(To do) Go through the data and copy each line where the string "Query" appears.

(Extracted material)

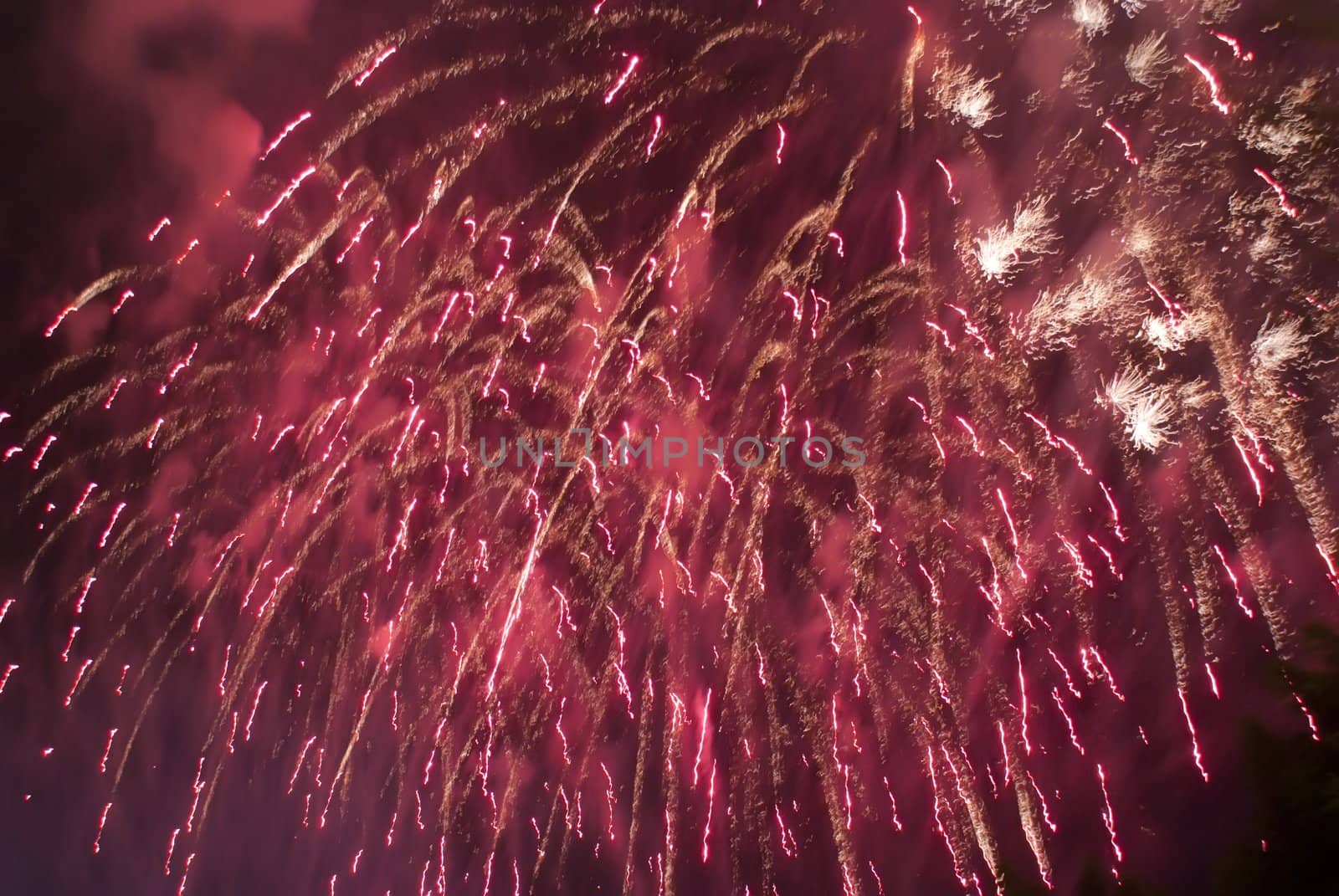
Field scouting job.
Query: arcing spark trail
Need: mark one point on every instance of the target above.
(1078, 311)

...

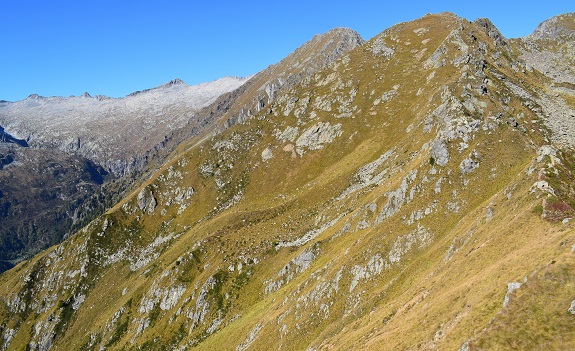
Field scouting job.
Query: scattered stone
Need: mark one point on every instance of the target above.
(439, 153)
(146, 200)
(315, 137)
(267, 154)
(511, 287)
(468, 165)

(Answer space)
Query: arcing spark trail
Query: scattered stone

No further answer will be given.